Requirement A = Copy out the entries word for word, beginning with the line that contains "the light blue" and continuing through the last line of the entries. Omit the pictures from your copy.

Page excerpt =
-------------------------

The annexation of Texas and the consequent war with Mexico, came to be looked upon as designed to further the interests of slavery, and to commit the nation to the policy of extending that system. Those opposed to such measures endeavored to counteract them by means of the Proviso, but that had failed to receive the sanction of Congress. With the exception of Texas proper, it was uncertain whether the newly-acquired territories would admit slavery; the indications were that they would re'ect it. And this feature of the controversy gave rise to another question; how to introduce the system into free territory. Would Congress subvert the law of Mexico, which had long since prohibited human bondage within her limits? That body never at any time had interfered with slavery as existing in the States, neither had it directly legislated it into free territory: the policy had rather been not to interfere with the inhabitants in deciding the question for themselves.

The last Congress, absorbed in the turmoil of the discussion, had dissolved without providing governments for the territories. To remedy this evil, President Taylor instructed the Federal officers in these territories to encourage the people to organize temporary governments for themselves.

-------------------------

Data records =
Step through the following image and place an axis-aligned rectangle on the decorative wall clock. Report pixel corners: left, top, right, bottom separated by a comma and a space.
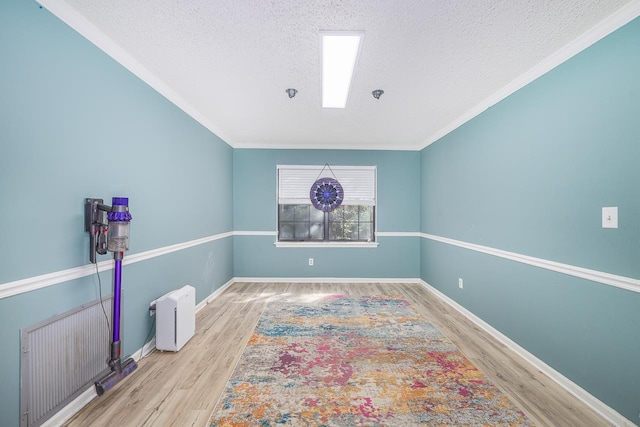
309, 177, 344, 212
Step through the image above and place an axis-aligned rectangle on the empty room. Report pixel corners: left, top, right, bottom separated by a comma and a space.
0, 0, 640, 427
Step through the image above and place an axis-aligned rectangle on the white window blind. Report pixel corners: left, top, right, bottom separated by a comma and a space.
277, 165, 376, 206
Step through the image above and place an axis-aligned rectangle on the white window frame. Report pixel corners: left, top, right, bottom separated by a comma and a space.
274, 165, 379, 248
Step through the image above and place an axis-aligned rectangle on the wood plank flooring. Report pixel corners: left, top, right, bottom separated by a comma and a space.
65, 283, 611, 427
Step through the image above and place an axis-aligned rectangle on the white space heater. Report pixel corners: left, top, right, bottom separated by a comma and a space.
156, 286, 196, 351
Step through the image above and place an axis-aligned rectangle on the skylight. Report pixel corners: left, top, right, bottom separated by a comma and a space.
322, 31, 363, 108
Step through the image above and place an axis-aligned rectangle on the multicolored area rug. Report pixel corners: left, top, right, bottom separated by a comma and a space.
210, 295, 533, 427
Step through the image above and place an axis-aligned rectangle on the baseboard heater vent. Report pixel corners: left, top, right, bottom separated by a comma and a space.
156, 286, 196, 351
20, 296, 112, 427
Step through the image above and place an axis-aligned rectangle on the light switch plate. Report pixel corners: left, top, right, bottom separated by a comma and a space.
602, 206, 618, 228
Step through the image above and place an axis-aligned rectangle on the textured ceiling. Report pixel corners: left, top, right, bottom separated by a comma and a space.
48, 0, 637, 149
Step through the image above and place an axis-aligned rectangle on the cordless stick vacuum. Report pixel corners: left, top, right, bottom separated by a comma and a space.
85, 197, 138, 396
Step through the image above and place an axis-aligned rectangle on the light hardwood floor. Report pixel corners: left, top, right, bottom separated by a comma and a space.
65, 283, 610, 427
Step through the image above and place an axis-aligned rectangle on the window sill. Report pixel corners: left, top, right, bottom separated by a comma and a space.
273, 242, 379, 248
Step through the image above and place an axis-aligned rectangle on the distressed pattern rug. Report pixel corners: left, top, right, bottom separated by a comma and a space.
210, 295, 533, 427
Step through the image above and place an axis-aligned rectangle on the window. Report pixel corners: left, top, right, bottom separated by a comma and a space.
278, 165, 376, 242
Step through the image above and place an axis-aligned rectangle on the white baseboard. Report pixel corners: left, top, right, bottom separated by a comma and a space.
420, 280, 635, 427
42, 279, 234, 427
43, 277, 635, 427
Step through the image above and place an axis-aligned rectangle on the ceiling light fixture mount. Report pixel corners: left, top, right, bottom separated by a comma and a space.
285, 87, 298, 98
320, 31, 364, 108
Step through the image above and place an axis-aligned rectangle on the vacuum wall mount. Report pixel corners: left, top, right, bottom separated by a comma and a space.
84, 197, 138, 396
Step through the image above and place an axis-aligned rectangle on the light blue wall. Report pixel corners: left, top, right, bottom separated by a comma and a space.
421, 19, 640, 423
0, 0, 233, 426
0, 0, 640, 426
233, 149, 420, 278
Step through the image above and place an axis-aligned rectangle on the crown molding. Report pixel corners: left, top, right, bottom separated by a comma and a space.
416, 0, 640, 150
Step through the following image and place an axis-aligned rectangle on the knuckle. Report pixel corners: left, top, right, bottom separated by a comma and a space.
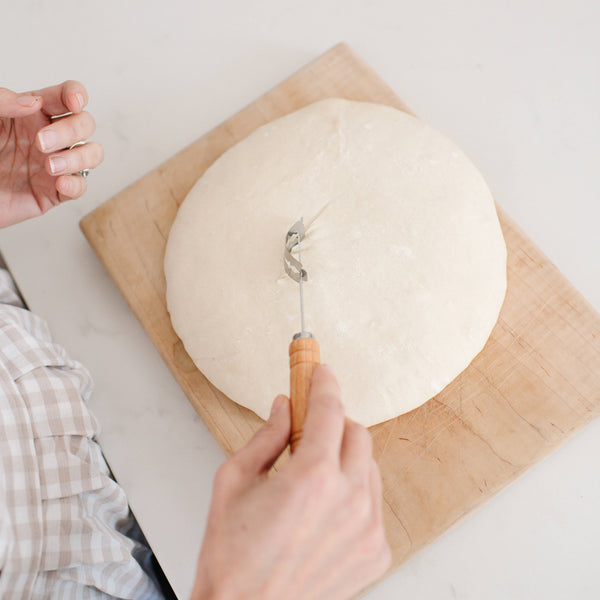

-------------------------

Requirement B = In the passage on the annexation of Texas, what did President Taylor instruct the Federal officers in the territories to do?

Exercise answer A =
Step through the image above and place an axis-aligned rectangle on the light blue wall. Report pixel corners: left, top, right, bottom separated by a comma and a space.
421, 19, 640, 423
0, 0, 233, 426
0, 0, 640, 426
233, 149, 420, 278
Step through the image above and place an axis-aligned rectangle on the crown molding. Report pixel corners: left, top, right, bottom separated by a comma and a space.
416, 0, 640, 150
Step through the following image and place an axis-aligned rectangle on the knuckle. Report pixel corners: left, top, right, bottom separated by a comma and a space.

Exercise answer B = He instructed them to encourage the people to organize temporary governments for themselves.